● What to work on: Set down the line that contains "One pin marks each instance of the man" and every line after it to the end of the entries, exactly as they stand and nothing more.

● Source material:
------------------------------------------------------------
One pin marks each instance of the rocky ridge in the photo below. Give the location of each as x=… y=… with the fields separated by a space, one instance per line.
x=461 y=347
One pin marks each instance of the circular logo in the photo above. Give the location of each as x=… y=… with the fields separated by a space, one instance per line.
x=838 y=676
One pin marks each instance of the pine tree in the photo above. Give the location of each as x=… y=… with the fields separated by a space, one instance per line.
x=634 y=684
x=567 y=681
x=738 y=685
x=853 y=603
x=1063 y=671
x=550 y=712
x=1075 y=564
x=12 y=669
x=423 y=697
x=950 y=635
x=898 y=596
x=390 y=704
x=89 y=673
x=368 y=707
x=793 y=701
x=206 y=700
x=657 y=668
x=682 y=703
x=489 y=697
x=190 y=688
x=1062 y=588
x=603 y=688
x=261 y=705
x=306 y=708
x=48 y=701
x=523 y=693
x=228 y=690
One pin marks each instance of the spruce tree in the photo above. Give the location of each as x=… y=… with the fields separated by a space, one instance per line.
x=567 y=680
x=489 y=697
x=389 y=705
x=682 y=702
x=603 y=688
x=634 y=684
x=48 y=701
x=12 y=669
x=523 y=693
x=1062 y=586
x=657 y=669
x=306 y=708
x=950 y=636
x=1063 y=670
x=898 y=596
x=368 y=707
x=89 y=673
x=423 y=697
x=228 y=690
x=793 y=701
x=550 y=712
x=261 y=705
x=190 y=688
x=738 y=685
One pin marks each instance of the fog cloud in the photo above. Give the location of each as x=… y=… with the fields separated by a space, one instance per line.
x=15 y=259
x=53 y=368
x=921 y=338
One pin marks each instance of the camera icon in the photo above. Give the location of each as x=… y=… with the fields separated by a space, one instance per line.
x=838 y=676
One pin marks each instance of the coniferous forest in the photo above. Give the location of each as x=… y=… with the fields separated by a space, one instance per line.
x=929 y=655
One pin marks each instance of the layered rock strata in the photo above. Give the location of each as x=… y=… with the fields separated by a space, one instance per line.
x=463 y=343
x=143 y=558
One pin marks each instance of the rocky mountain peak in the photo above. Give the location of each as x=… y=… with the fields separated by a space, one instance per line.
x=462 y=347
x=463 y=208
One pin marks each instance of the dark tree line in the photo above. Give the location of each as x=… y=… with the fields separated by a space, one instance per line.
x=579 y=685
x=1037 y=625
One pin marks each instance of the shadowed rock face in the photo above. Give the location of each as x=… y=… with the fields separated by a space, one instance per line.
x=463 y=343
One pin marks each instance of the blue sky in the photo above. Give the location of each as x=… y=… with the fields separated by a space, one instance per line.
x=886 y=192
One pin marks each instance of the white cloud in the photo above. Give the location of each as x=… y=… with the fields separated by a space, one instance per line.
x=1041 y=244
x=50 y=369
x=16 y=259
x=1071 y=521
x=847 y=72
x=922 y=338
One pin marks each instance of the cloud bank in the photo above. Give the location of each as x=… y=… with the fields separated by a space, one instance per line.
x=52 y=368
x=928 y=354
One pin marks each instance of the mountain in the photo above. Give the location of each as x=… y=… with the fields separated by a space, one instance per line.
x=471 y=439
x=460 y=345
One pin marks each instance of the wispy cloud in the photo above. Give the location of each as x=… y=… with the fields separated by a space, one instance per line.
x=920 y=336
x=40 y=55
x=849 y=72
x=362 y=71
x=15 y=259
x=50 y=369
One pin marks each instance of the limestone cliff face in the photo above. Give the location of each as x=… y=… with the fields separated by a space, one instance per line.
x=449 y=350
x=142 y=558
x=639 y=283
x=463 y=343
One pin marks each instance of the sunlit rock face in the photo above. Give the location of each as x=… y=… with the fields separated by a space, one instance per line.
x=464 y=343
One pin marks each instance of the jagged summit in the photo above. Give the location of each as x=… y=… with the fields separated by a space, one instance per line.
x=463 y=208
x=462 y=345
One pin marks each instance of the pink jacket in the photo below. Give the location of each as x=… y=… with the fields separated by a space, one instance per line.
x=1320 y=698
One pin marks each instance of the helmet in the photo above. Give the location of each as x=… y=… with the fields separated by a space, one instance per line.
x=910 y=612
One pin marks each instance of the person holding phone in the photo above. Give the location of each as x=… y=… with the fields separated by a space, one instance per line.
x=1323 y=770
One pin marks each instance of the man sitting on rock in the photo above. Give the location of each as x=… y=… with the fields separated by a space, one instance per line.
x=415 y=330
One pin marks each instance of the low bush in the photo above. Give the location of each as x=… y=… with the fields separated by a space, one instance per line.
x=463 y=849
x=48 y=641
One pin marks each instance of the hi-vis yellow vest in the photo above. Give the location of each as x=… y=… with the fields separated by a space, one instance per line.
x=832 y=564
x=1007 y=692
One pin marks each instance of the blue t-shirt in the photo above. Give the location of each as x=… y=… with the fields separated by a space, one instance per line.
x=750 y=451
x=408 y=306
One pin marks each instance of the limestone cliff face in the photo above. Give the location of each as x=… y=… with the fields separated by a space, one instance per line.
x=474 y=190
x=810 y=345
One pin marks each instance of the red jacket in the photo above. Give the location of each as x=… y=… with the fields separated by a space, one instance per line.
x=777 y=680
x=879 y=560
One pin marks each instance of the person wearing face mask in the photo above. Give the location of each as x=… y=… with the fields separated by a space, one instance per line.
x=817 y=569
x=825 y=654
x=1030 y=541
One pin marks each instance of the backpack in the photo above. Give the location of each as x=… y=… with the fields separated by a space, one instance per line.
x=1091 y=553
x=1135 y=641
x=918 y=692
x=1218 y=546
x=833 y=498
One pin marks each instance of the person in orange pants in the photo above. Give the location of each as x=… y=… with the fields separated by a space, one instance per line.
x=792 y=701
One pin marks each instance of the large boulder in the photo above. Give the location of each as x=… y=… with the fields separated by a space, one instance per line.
------------------------------------------------------------
● Written solution:
One pin marks each instance of the man sitting on rock in the photo above. Give the location of each as x=… y=… with the fields separated by a space, one instance per line.
x=415 y=330
One pin marks each instance of the low bush in the photo above. Give the location of each as x=… y=… with the fields separated by a space, one instance per line.
x=463 y=849
x=48 y=641
One pin marks each instance of the hi-vis yellow vest in the photo above. Give the location of each as x=… y=… with the fields separated by a space, one instance per line.
x=832 y=564
x=1007 y=692
One pin marks each instance of the blue t-shirt in the photo above. Give the location of each as x=… y=… with the fields separated by a space, one instance per line.
x=750 y=451
x=408 y=306
One pin marks each instance of the limestone cliff face in the photo above. Give the location of each as x=… y=… with the fields separated by a space, one instance per line.
x=474 y=190
x=810 y=345
One pin marks each instance of the red jacket in the photo above. Give the location of each as x=… y=… with the fields separated by a space, one instance per line.
x=777 y=680
x=879 y=560
One pin marks each instance of the person wearing face mask in the photo above. Give the location of each as x=… y=… with the fields separated by a space, one instance per line.
x=817 y=569
x=825 y=654
x=1030 y=541
One pin marks each instance of the backpack in the photo above. Give the location of each as x=… y=… with the fields separated by a space, one instance per line.
x=1091 y=553
x=1135 y=641
x=918 y=692
x=1218 y=546
x=833 y=498
One pin marks each instance of the person in orange pants in the photo above. Give the location of each as x=… y=… with the fields separated by a space, one instance per line.
x=792 y=701
One pin marks each instance of the large boulder in the photo above. Give the location of each as x=… y=… with the fields separated by a space, one instance per line.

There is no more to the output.